§ **EXERCISE AIM**
Task for the records below: copy exactly from the first line on, stopping once the line with "Where can the distant" is copied, and leave out the pictures.

=== Section Start ===

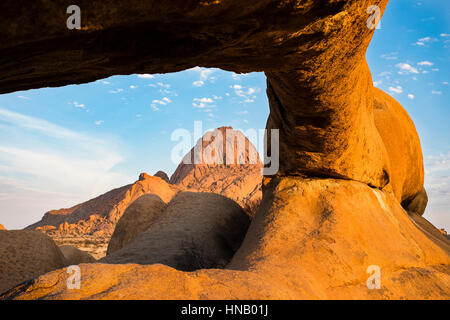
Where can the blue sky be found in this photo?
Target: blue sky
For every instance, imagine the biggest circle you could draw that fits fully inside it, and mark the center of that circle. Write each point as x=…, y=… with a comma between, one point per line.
x=61, y=146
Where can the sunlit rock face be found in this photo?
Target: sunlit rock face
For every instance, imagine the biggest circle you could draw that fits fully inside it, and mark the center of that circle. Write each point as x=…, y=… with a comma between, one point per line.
x=223, y=161
x=333, y=209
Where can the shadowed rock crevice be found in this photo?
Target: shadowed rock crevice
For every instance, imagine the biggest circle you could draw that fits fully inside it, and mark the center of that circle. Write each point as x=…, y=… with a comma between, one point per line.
x=311, y=238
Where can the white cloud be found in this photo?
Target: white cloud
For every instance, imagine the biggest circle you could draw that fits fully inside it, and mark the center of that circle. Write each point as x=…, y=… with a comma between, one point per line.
x=79, y=105
x=248, y=94
x=40, y=155
x=115, y=91
x=425, y=63
x=437, y=184
x=201, y=103
x=198, y=83
x=145, y=76
x=390, y=56
x=204, y=73
x=163, y=102
x=406, y=68
x=397, y=89
x=164, y=85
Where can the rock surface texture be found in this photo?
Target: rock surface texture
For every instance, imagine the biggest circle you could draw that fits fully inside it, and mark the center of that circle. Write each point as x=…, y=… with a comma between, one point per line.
x=197, y=230
x=89, y=225
x=25, y=255
x=337, y=204
x=225, y=162
x=138, y=217
x=75, y=256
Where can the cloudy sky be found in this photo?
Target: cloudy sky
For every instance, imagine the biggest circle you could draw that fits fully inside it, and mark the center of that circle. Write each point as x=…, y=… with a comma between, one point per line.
x=61, y=146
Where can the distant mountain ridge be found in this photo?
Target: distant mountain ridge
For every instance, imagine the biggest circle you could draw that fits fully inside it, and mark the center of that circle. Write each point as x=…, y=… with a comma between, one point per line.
x=89, y=225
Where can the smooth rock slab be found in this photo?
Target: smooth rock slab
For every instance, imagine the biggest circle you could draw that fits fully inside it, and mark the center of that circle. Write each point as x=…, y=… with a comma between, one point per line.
x=25, y=255
x=197, y=230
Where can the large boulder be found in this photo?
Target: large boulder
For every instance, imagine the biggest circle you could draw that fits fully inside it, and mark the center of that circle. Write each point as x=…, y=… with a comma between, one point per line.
x=25, y=255
x=197, y=230
x=223, y=161
x=138, y=217
x=75, y=256
x=310, y=239
x=402, y=143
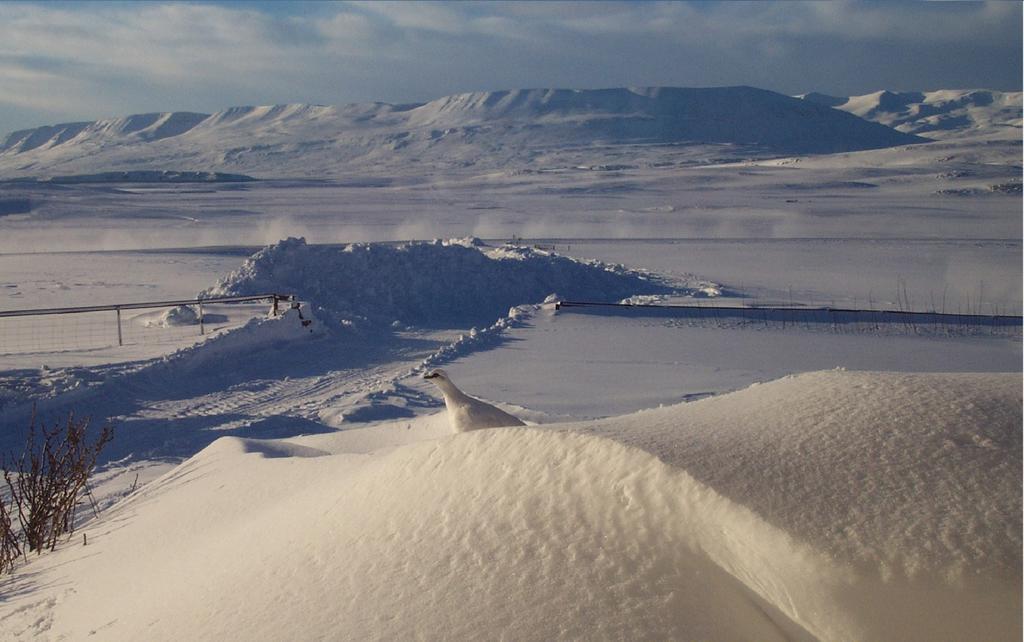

=== Section End ===

§ **RESULT**
Where can the blue sky be found in this photo?
Target: blue sky
For every instance, imagine the biggest circle you could draw that fits fully inside it, and mark the center of that circle. Write each point as x=…, y=… with a comma between, one point per line.
x=61, y=146
Where can the sunlit rock face be found in this photo?
Target: sunlit rock face
For every instance, imagine the biggest circle you could draw that fits fully inside it, and mark the center of that circle. Write each point as x=…, y=… with a comma between, one point per line.
x=223, y=161
x=333, y=209
Where can the shadowed rock crevice be found in this photo?
Target: shadowed rock crevice
For every instance, imagine the biggest circle you could draw that fits fully inside it, and mark the center of that circle. Write each point as x=…, y=… with a comma between, one point per line.
x=311, y=238
Where can the white cloud be found in this photo?
Target: white cloud
For every instance, imagine the biggest circle you could draw that fits fully inside it, and mark the center of that circle. Write each point as x=…, y=… with a comma between, one point per line.
x=79, y=105
x=248, y=94
x=40, y=155
x=115, y=91
x=425, y=63
x=437, y=184
x=201, y=103
x=198, y=83
x=145, y=76
x=390, y=56
x=204, y=73
x=163, y=102
x=406, y=68
x=397, y=89
x=164, y=85
Where can the rock surface texture be found in this photo?
Target: rock surface texture
For every instance, imagine the biggest circle you could draw that fits fully inside it, and mark the center of that circle. Write each point as x=…, y=… with a comma between, one point per line.
x=197, y=230
x=89, y=225
x=25, y=255
x=337, y=204
x=225, y=162
x=138, y=217
x=75, y=256
Where can the cloudy sky be found in this photo?
Target: cloudy sky
For every instance, imagine the biggest circle you could draw that fits fully inside it, and mark the center of that circle. Write each point as x=…, y=… with a comma between, one point per line.
x=61, y=146
Where can the distant mountain ridge be found in this photo?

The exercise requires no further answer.